_PROVIDED PASSAGE_.
-- START --

Show that $U_1 \oplus U_2=V$

Question

Let $V=\mathbb{R}^\mathbb{R}$ be a $\mathbb{R} $ vector space of all mappings from $\mathbb{R}$ to $\mathbb{R}$

$$U_1=\{f \in V:f(-x)=f(x), \forall x \in\mathbb{R} \}$$

$$U_1=\{f \in V:f(-x)=-f(x), \forall x \in\mathbb{R} \}$$

Show that $U_1 \oplus U_2=V$.

Can someone give me a hint on how to start with it?

-- END --

_STORED ROWS_.
-- START --

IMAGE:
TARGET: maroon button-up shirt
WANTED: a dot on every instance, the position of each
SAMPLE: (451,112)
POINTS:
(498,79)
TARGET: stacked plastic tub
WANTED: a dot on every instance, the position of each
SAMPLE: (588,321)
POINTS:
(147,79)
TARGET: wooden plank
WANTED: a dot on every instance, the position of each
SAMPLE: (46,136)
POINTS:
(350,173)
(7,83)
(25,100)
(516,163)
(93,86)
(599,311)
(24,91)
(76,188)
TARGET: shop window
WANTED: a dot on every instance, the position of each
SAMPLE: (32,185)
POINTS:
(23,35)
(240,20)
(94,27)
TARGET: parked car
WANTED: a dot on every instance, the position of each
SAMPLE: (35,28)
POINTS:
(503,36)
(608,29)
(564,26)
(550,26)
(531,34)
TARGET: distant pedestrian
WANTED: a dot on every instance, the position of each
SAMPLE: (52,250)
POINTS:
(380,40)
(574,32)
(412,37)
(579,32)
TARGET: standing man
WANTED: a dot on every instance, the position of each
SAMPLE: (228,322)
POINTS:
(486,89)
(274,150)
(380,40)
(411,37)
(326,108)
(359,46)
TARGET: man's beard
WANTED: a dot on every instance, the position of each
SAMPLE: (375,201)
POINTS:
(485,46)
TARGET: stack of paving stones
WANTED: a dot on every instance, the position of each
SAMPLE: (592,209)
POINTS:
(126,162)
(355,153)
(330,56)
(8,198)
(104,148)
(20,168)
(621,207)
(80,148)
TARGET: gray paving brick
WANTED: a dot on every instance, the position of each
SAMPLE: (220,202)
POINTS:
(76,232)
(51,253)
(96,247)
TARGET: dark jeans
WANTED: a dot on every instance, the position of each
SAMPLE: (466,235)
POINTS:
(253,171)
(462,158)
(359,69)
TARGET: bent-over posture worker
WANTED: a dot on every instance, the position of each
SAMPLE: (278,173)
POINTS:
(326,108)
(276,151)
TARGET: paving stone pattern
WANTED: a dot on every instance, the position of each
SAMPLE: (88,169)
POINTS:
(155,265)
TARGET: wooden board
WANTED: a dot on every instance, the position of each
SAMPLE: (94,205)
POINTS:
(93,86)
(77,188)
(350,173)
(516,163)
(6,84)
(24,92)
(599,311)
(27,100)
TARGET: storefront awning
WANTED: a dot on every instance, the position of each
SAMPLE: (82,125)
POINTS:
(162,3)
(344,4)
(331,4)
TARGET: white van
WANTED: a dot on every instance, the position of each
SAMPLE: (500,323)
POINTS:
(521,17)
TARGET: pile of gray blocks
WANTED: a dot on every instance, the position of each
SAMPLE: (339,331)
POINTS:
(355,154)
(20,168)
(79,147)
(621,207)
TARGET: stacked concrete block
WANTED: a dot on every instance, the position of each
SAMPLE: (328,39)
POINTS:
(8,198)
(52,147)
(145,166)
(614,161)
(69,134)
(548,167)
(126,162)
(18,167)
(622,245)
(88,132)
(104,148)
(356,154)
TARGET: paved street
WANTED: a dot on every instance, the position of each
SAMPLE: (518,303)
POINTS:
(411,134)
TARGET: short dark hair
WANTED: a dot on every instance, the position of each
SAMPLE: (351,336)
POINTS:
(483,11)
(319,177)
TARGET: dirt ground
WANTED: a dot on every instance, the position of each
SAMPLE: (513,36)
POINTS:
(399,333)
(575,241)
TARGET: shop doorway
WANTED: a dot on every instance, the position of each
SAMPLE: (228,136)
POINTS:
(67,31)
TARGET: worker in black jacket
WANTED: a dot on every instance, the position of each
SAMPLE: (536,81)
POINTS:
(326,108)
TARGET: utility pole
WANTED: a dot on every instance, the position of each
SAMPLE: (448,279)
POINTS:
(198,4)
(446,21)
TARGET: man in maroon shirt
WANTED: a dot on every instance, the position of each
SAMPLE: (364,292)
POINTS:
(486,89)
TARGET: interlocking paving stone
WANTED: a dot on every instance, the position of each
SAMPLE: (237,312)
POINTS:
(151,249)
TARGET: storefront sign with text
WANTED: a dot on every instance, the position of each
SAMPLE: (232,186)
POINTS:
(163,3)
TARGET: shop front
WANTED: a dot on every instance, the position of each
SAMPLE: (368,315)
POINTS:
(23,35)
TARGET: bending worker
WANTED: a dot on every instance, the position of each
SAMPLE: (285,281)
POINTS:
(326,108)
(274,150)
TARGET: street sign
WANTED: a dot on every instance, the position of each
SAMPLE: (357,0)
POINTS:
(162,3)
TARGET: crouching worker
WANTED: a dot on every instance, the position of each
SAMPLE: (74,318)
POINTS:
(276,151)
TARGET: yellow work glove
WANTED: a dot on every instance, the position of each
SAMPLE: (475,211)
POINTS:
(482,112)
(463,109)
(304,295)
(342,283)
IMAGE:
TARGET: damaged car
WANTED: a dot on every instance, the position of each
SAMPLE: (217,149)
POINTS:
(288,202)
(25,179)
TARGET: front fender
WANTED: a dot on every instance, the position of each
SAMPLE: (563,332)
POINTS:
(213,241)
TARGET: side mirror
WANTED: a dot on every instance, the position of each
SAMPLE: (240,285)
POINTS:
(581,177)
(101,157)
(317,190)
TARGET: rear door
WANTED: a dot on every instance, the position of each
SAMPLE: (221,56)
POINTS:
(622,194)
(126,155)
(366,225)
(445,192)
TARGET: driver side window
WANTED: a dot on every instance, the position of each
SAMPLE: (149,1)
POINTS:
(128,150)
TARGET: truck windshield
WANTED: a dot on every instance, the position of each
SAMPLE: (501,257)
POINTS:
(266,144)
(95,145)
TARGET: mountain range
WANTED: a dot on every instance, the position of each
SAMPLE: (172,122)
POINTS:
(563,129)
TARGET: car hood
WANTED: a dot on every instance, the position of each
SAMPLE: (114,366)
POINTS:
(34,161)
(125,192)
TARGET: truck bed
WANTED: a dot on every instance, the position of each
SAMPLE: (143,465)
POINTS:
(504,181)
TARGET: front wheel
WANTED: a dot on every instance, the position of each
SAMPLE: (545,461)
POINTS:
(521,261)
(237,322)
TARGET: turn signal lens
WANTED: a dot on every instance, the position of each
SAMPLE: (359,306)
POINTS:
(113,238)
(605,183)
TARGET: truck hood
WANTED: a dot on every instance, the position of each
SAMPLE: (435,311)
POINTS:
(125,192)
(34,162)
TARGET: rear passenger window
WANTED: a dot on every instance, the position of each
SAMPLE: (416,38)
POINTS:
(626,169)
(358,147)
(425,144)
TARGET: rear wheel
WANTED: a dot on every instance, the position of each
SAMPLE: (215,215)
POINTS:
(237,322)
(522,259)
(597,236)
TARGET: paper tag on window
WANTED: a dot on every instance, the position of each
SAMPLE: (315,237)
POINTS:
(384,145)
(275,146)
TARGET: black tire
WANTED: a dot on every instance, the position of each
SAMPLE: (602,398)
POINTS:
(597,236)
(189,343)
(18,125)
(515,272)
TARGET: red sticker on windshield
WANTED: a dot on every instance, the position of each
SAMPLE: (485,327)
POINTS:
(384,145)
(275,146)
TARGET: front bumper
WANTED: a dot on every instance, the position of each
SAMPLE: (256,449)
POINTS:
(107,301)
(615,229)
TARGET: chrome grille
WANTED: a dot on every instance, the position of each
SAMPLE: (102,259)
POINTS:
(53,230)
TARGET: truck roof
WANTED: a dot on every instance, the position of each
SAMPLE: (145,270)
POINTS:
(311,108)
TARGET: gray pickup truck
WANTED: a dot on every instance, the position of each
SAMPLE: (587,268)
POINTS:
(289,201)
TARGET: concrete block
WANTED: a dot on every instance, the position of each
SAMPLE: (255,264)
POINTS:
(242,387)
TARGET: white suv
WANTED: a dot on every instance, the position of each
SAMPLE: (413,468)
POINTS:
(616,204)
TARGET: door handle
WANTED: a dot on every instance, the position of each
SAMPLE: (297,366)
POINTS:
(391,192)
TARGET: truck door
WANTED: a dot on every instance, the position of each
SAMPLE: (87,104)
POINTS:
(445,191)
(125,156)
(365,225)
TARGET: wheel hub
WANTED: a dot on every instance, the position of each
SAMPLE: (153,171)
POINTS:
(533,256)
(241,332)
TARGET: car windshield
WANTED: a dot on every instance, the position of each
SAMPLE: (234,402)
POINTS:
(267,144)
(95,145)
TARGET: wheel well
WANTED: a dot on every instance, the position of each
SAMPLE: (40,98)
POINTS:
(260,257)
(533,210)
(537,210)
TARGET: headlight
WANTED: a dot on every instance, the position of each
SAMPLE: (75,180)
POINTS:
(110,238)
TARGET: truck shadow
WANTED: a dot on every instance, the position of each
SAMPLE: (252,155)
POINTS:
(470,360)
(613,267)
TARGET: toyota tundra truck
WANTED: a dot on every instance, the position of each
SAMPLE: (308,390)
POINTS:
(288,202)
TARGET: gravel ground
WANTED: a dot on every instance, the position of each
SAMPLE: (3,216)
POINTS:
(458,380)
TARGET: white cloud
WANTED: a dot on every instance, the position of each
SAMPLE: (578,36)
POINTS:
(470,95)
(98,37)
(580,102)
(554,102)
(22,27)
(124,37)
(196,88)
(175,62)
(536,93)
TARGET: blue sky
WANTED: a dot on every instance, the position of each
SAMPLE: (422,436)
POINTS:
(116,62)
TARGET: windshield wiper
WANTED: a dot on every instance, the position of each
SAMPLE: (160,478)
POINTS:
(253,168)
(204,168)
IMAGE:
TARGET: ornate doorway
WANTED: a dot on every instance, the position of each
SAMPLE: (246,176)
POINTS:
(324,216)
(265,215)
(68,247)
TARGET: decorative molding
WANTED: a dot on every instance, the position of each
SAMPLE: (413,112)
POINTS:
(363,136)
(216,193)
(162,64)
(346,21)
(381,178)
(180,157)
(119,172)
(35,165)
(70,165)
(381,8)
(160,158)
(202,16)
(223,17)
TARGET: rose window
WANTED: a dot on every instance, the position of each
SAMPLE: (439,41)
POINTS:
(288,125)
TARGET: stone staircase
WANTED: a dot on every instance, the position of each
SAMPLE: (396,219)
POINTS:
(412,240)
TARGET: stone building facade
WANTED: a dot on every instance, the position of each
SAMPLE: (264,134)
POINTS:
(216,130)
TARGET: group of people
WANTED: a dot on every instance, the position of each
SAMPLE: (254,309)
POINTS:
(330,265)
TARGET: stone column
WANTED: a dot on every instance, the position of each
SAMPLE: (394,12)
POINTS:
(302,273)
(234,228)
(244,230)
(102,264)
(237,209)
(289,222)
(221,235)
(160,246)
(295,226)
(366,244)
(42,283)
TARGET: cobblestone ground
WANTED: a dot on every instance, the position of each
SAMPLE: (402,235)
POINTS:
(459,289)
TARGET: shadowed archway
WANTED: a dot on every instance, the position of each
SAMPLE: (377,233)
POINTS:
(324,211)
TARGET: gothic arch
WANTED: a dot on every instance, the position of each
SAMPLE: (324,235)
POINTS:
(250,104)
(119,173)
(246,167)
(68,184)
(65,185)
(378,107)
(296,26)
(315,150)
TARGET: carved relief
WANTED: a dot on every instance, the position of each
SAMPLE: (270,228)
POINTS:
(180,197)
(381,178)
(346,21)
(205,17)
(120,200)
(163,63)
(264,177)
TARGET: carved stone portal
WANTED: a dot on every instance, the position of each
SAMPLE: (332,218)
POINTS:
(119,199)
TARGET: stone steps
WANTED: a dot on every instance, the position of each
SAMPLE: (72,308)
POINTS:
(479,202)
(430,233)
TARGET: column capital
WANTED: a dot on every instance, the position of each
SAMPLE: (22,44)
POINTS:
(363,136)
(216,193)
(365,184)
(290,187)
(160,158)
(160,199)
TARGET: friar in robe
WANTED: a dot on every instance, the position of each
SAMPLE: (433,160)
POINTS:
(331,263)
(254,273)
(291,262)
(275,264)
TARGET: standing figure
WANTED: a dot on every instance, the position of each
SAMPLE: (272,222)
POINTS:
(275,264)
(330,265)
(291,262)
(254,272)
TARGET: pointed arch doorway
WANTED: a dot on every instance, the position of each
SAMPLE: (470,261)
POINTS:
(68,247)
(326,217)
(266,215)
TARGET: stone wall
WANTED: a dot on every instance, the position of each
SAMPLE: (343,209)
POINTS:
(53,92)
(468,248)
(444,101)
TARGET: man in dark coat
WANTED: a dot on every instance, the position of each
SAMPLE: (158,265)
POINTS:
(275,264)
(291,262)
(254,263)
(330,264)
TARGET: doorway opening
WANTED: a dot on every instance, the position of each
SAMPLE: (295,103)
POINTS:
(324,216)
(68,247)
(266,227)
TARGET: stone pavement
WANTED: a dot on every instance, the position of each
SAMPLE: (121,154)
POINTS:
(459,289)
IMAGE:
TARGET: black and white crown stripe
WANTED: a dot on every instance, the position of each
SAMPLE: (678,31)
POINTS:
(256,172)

-- END --

_TASK BRIEF_.
Continue the forum question above about writing V as the direct sum of U_1 and U_2, starting right after its last sentence.

_TASK ANSWER_.
My initial idea was to show that $U_1 \cap U_2 = {0}$ and $\dim_\mathbb{R}(U_1)+\dim_\mathbb{R}(U_2)=\dim_\mathbb{R}(V)$

Answer 1

$U_1\cap U_2=\{0\}$ is easy and I will let you handle it. For the second property use the fact that $f=g+h$ where $g(x)=\frac {f(x)+f(-x)} 2$ and $h(x)=\frac {f(x)-f(-x)} 2$

Answer 2

Hint: Every function can be written as a sum of an odd and an even function . For example: for any $g\in V$, note that $g(x) =Even +Odd=\frac{g(x) +g(-x)} {2}+\frac{g(x)-g(-x)}{2}\in U_1+U_2$.
For $U_1\cap U_2$, think about the function which is odd and even both!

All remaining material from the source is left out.